» Work order:
Lay out the lines from the start of the items through the line containing "positive clicks: (499, 130) (537, 378)", inclusive, as a JSON list of strings with one string per line. Leave out any blank lines.

Stored items
====================
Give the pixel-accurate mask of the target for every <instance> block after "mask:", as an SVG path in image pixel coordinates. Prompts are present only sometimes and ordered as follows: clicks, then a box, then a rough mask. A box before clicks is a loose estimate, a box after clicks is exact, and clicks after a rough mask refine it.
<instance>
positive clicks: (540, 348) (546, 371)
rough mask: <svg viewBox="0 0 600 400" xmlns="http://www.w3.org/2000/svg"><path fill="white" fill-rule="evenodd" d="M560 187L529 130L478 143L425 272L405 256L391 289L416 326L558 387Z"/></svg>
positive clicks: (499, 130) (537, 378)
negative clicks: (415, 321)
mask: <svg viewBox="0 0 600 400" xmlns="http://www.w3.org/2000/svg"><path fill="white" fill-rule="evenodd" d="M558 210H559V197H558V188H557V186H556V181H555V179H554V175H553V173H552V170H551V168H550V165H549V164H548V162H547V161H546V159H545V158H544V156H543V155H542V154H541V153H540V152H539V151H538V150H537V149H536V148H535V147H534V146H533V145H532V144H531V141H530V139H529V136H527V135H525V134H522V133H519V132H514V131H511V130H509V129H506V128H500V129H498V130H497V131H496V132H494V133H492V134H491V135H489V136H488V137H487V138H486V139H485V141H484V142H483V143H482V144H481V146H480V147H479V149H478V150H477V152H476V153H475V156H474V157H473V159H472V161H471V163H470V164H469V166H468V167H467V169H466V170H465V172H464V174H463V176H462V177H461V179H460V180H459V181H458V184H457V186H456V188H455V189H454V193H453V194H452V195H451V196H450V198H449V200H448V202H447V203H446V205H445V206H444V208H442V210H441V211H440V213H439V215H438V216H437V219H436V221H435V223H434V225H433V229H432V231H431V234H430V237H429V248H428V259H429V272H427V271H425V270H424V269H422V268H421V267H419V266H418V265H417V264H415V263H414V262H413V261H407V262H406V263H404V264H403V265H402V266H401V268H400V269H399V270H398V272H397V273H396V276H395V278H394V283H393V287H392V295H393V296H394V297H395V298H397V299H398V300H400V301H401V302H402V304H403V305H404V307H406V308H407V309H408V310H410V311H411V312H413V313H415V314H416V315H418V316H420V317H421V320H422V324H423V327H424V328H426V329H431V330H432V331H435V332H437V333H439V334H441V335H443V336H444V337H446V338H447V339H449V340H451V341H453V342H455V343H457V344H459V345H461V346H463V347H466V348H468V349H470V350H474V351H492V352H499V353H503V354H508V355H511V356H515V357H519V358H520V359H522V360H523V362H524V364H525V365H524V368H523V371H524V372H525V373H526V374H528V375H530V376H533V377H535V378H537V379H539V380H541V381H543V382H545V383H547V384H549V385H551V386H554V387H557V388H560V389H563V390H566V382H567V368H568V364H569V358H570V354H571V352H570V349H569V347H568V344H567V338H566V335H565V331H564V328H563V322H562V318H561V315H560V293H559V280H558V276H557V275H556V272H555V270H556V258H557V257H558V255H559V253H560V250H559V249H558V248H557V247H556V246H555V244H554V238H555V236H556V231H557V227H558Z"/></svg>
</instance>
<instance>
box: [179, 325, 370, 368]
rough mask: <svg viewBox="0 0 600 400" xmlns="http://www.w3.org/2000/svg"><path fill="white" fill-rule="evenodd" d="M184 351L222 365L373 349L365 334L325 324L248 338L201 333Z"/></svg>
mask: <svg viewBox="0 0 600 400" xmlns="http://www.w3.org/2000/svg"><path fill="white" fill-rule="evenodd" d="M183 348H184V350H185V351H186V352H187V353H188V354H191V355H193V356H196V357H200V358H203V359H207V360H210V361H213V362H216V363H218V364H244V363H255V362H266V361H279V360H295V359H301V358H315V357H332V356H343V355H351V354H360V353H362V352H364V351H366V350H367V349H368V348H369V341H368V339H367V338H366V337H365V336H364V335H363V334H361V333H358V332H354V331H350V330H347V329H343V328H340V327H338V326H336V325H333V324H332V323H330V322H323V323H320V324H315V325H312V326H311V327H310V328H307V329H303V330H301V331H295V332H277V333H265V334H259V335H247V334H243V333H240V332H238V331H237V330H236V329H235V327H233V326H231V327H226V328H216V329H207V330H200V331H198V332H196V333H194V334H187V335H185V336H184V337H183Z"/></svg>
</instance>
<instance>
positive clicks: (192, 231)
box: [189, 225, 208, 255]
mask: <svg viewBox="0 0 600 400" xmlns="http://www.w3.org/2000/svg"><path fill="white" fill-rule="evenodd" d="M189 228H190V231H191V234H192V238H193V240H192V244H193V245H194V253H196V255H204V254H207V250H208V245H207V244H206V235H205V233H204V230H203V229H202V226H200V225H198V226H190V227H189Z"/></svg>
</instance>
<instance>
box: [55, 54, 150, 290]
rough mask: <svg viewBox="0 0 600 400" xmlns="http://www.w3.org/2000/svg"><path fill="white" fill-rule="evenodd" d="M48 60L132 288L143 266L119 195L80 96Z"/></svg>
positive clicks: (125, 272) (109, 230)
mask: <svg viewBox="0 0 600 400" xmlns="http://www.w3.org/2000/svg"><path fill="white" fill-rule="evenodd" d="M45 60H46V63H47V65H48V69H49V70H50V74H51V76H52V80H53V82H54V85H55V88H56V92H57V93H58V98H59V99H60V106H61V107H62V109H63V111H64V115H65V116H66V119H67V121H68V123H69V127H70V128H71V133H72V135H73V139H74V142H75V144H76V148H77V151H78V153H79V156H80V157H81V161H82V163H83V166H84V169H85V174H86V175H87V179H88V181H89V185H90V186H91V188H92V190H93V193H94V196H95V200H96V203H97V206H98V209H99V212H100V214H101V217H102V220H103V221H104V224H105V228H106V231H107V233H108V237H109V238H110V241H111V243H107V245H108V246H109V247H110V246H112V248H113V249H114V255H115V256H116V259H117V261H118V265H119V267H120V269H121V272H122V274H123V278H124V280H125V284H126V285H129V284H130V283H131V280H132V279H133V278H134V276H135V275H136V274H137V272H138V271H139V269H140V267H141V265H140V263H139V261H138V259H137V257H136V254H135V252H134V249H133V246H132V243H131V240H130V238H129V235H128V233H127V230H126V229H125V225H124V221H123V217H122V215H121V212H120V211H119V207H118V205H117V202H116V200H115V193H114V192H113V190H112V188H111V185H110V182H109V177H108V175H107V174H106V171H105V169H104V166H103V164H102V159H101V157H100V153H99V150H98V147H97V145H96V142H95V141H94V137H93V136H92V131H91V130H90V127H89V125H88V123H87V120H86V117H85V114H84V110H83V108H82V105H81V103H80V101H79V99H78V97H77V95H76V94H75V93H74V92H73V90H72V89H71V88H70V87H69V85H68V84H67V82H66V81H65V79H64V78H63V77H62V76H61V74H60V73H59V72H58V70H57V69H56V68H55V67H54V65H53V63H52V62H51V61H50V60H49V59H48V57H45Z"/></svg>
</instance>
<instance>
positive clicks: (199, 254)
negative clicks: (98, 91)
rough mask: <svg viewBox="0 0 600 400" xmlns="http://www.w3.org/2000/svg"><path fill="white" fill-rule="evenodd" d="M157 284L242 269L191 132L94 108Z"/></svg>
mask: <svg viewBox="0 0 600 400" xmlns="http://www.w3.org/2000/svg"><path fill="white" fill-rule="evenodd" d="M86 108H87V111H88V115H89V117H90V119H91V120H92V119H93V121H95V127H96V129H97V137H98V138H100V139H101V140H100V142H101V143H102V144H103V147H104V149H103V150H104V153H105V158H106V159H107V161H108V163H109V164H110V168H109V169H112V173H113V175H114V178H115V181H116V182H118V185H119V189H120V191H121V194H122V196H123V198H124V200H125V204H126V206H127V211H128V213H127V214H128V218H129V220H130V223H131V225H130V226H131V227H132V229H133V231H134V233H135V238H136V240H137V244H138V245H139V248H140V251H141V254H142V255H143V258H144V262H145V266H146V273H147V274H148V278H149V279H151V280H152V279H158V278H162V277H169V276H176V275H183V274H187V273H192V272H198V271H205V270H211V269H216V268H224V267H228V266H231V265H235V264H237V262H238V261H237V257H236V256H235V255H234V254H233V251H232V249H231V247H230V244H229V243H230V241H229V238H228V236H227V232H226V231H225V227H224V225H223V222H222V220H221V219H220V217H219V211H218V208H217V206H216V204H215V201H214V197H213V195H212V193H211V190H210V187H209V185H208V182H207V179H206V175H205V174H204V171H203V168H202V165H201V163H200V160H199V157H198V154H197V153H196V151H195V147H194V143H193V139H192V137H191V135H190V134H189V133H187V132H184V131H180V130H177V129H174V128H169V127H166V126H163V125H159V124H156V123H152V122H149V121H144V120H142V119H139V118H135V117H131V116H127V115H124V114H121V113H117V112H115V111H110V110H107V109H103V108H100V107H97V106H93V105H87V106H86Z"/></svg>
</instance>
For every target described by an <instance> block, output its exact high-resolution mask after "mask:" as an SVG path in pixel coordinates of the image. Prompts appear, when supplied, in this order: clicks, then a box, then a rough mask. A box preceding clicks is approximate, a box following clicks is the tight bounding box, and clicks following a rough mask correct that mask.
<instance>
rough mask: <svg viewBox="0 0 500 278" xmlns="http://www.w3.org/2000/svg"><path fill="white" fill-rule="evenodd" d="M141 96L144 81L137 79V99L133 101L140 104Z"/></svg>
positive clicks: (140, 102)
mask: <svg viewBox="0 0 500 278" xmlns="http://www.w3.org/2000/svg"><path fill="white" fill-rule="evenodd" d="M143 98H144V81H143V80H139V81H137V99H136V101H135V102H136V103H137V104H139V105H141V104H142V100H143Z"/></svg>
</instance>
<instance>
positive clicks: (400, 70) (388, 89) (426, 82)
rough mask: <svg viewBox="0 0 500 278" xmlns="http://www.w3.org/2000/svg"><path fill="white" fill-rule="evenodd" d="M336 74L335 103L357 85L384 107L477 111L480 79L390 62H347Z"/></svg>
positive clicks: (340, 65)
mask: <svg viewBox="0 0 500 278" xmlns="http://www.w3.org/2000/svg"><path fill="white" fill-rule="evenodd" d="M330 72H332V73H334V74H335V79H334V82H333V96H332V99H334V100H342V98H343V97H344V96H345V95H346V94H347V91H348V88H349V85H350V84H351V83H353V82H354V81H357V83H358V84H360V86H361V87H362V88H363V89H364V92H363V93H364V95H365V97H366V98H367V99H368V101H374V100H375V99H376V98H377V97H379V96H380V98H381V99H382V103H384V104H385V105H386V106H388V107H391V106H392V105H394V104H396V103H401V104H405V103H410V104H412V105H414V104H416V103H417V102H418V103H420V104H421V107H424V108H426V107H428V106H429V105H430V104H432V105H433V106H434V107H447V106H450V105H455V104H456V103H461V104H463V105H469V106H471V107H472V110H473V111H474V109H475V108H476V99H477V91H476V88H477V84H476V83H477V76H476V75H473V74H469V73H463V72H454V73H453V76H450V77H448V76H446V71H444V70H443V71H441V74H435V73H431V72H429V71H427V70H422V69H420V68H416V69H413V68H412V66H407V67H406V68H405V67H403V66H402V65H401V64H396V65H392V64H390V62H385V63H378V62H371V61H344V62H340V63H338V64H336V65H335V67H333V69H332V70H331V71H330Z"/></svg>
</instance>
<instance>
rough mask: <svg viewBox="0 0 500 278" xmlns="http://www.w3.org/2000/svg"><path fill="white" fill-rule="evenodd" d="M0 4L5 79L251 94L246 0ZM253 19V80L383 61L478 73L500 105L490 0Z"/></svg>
====================
» Written response:
[
  "Give the pixel-accurate mask of the target for every <instance> block after \"mask:\", as an SVG path in image pixel coordinates. Prompts are present only sometimes and ordered as follows: clicks, then a box, then a rough mask. A box before clicks is a loose estimate, a box after clicks is exact, and clicks after a rough mask refine it.",
  "<instance>",
  "positive clicks: (540, 348) (546, 371)",
  "rough mask: <svg viewBox=\"0 0 600 400\" xmlns=\"http://www.w3.org/2000/svg\"><path fill=\"white\" fill-rule=\"evenodd\" d=\"M560 187L529 130L478 143L425 272L405 256L391 289L416 326L558 387Z\"/></svg>",
  "positive clicks: (499, 130) (537, 378)"
]